[ENTRIES SHOWN]:
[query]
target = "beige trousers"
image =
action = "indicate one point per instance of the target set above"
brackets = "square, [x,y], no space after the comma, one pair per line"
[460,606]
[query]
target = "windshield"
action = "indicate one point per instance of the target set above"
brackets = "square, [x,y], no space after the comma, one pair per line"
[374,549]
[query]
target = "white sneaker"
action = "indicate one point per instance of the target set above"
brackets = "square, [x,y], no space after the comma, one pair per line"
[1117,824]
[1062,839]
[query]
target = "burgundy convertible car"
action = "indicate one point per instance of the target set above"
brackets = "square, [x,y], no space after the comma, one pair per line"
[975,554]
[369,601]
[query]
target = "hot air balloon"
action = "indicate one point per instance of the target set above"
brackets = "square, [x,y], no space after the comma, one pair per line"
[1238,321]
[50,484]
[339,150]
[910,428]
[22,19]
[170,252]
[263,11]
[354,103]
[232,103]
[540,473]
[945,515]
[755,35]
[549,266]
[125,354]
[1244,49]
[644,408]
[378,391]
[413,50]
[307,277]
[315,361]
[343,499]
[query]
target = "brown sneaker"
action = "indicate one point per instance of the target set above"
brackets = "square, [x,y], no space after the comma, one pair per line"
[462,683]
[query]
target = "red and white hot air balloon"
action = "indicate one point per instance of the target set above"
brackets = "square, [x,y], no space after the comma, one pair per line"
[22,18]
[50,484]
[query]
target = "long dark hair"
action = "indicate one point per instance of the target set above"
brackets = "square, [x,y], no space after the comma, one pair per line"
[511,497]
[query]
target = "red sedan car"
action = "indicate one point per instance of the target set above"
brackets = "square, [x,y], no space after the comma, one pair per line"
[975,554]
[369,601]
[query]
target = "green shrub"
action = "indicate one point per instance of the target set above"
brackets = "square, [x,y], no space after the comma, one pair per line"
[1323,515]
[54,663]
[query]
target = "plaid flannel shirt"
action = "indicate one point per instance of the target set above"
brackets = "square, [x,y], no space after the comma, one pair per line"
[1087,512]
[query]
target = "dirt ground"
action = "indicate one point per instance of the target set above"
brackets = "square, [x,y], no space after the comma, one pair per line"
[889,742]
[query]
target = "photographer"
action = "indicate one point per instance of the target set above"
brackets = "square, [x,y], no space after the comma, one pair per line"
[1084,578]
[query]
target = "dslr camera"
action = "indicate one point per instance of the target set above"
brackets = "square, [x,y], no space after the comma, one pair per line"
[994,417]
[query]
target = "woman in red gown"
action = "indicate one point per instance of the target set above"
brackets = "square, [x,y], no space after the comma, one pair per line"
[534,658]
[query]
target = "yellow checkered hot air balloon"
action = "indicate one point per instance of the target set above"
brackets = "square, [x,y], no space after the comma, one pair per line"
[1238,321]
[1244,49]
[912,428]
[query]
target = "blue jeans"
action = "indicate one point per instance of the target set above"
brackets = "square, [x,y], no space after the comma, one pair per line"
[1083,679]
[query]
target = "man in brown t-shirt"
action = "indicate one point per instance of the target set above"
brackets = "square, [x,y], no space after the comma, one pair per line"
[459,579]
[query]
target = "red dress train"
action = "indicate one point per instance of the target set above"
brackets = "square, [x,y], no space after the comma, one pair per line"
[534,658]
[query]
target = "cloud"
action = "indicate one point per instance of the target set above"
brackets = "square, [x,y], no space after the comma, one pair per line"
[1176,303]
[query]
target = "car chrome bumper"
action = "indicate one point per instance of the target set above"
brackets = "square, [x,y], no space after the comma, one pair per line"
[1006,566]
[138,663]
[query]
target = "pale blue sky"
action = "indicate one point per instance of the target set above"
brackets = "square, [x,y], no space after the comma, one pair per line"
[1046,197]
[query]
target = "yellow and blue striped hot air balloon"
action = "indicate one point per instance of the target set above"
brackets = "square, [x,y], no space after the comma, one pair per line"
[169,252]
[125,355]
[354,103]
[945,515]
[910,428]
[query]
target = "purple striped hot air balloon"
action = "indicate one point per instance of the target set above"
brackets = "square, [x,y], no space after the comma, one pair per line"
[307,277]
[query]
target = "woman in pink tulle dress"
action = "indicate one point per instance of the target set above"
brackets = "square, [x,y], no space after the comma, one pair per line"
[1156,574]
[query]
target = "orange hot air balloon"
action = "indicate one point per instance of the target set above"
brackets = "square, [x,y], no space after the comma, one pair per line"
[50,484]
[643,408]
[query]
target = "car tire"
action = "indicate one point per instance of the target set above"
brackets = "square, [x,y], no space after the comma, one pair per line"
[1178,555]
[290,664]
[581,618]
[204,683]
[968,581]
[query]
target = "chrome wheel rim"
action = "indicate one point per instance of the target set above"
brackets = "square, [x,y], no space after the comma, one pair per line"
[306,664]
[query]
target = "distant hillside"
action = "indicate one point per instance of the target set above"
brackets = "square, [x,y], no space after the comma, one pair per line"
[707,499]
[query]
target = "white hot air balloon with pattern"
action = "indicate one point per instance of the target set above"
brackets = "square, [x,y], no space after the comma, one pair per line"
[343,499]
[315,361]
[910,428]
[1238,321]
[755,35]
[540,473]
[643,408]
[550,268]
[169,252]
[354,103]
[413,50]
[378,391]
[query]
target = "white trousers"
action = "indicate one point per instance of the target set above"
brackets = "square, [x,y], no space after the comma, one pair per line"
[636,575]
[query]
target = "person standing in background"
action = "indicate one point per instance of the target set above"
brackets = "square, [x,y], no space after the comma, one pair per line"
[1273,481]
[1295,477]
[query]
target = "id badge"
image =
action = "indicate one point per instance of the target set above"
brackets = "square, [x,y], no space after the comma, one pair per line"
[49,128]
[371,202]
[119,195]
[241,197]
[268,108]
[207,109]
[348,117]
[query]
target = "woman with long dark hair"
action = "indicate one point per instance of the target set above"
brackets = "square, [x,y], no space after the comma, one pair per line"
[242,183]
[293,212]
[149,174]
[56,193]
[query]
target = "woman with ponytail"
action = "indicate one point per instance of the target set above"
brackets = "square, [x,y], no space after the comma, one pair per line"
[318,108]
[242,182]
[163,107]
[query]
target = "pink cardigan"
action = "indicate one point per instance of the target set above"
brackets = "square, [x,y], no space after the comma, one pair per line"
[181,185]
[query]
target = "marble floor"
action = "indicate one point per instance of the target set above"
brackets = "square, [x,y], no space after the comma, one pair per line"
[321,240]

[EXERCISE GOAL]: Each line must be given again exactly as written above.

[REPLY]:
[query]
target = "beige trousers"
image =
action = "indicate one point per instance of the target set above"
brackets = "square, [x,y], no space after the comma, one pair per line"
[460,606]
[query]
target = "windshield"
action = "indicate one point per instance of the target set above"
brackets = "square, [x,y], no space after the comma, one pair per line"
[374,549]
[query]
target = "white sneaker"
action = "indicate one point per instance of the target set above"
brackets = "square, [x,y], no space after the comma, one pair per line"
[1117,824]
[1062,839]
[query]
target = "burgundy convertible car"
action = "indicate one point per instance of the target set above"
brackets = "square, [x,y], no space after the comma, one pair per line"
[975,554]
[369,601]
[query]
target = "hot air balloon"
action = "indicate one point per instance of the target set above"
brackets = "square, [x,y], no space after the comma, one pair per line"
[1238,321]
[50,484]
[339,150]
[910,428]
[22,19]
[170,252]
[263,11]
[354,103]
[232,103]
[540,473]
[945,515]
[755,35]
[549,266]
[125,354]
[1244,49]
[644,408]
[378,391]
[413,50]
[307,277]
[315,361]
[343,499]
[query]
target = "brown sneaker"
action = "indicate one point per instance of the target set above"
brackets = "square, [x,y], no space after the comma, one pair per line"
[462,683]
[query]
target = "red and white hot air balloon"
action = "indicate one point per instance of the target set above"
brackets = "square, [x,y], no space after the comma, one pair per line"
[22,18]
[50,484]
[query]
target = "long dark hair"
action = "indicate one point per instance of the target set above"
brackets = "square, [x,y], no space after the comma, one pair per line"
[511,497]
[query]
target = "red sedan car"
action = "indicate one point per instance of the target set above"
brackets = "square, [x,y], no space after the comma, one pair per line"
[975,554]
[369,601]
[query]
target = "green shrub"
action = "indicate one point per instance of the target set above"
brackets = "square, [x,y], no space after the comma, one pair per line"
[1323,515]
[54,663]
[query]
target = "plaid flannel shirt"
action = "indicate one point per instance of the target set above"
brackets = "square, [x,y], no space after the comma, one pair per line"
[1087,512]
[query]
target = "dirt ground"
action = "indicate one point per instance of the target set above"
brackets = "square, [x,y], no space after the comma, one pair per line"
[889,742]
[query]
target = "photographer"
action = "indicate one point per instance of the target set above"
brackets = "square, [x,y], no space after the comma, one pair per line"
[1084,578]
[query]
target = "dslr camera"
action = "indicate one point per instance of the target set above"
brackets = "square, [x,y], no space after the comma, one pair per line"
[994,417]
[query]
target = "woman in red gown"
action = "indicate one point per instance of the target set above"
brackets = "square, [x,y], no space after the comma, one pair per line"
[534,658]
[query]
target = "yellow checkered hot air balloon"
action = "indicate one point per instance of the target set above"
brackets = "square, [x,y], no space after the comma, one pair per line"
[1238,321]
[1244,49]
[912,428]
[query]
target = "blue jeans"
action = "indicate one point per instance of the target set above"
brackets = "square, [x,y], no space after the comma, one pair per line"
[1083,679]
[query]
target = "man in brown t-shirt"
action = "indicate one point per instance of the target set above"
brackets = "square, [x,y], no space after the comma, one pair per line"
[459,579]
[query]
target = "red dress train"
action = "indicate one point per instance of the target set above"
brackets = "square, [x,y], no space after the comma, one pair per line"
[534,658]
[query]
target = "cloud"
action = "indicate one point per instance of the target set above"
brackets = "square, [x,y], no space after the comma, one pair per line"
[1176,303]
[query]
target = "car chrome bumper"
action = "indicate one point per instance of the target set above"
brackets = "square, [x,y], no space after the comma, one pair per line"
[1006,566]
[138,663]
[query]
target = "pale blue sky"
action = "indicate one point per instance of the target set above"
brackets = "square, [x,y], no space after the comma, one pair per line"
[1046,197]
[query]
target = "yellow and blue striped hot air balloon"
action = "indicate one point per instance of the target set above"
brackets = "square, [x,y], no space after the comma, one pair per line"
[169,252]
[125,355]
[354,103]
[945,515]
[910,428]
[query]
target = "purple striped hot air balloon"
action = "indicate one point per instance of the target set above"
brackets = "square, [x,y], no space after the comma, one pair per line"
[307,277]
[query]
target = "woman in pink tulle dress"
action = "indicate one point per instance of the target set above"
brackets = "square, [x,y], no space after the comma, one pair per line"
[1156,574]
[query]
target = "orange hot air balloon"
action = "indicate one point per instance of the target set above"
brackets = "square, [x,y], no space after the comma, one pair per line"
[50,484]
[643,408]
[query]
target = "car tire"
action = "indicate one point per instance of the target set above"
brackets = "square, [x,y], no space after the comma, one pair per line"
[1178,555]
[290,664]
[581,618]
[204,683]
[968,581]
[query]
target = "chrome wheel rim"
action = "indicate one point per instance of the target set above"
brackets = "square, [x,y], no space after the comma, one pair per line"
[306,664]
[query]
target = "distant hillside"
action = "indicate one point per instance of the target set above"
brackets = "square, [x,y], no space after the comma, one pair per line"
[707,499]
[query]
target = "white hot air balloon with pattern"
action = "indicate one point per instance of the target set above"
brackets = "square, [x,y], no space after the comma, one pair per line"
[343,499]
[315,361]
[910,428]
[1238,321]
[755,35]
[540,473]
[643,408]
[550,268]
[169,252]
[354,103]
[413,50]
[378,391]
[query]
target = "white trousers"
action = "indicate one point per instance of the target set above"
brackets = "square, [x,y], no space after the comma, one pair per line"
[636,575]
[query]
target = "person standing in background"
action = "indicate one point per instance of the target set above"
brackets = "square, [x,y], no space after the comma, one pair per line"
[1273,481]
[1295,477]
[query]
target = "id badge"
image =
action = "indicate one point per instance of the target set above"
brackets = "square, [x,y], no space after the comma, one pair per line"
[49,128]
[371,202]
[119,195]
[241,197]
[268,108]
[207,109]
[348,117]
[query]
target = "woman with long dark hair"
action = "indicate one point per instance of the target set above"
brackets = "square, [x,y], no space after the comma, one pair per line"
[242,183]
[293,212]
[149,174]
[56,193]
[query]
target = "woman with ponytail"
action = "indicate one point per instance of the target set above"
brackets = "square, [x,y], no space after the comma, one pair per line"
[318,108]
[242,182]
[163,107]
[query]
target = "pink cardigan"
action = "indicate one point per instance of the target set above"
brackets = "square, [x,y], no space after the comma, one pair per line"
[181,185]
[query]
target = "marble floor"
action = "indicate one point per instance of the target set above"
brackets = "square, [x,y], no space after the comma, one pair per line"
[321,240]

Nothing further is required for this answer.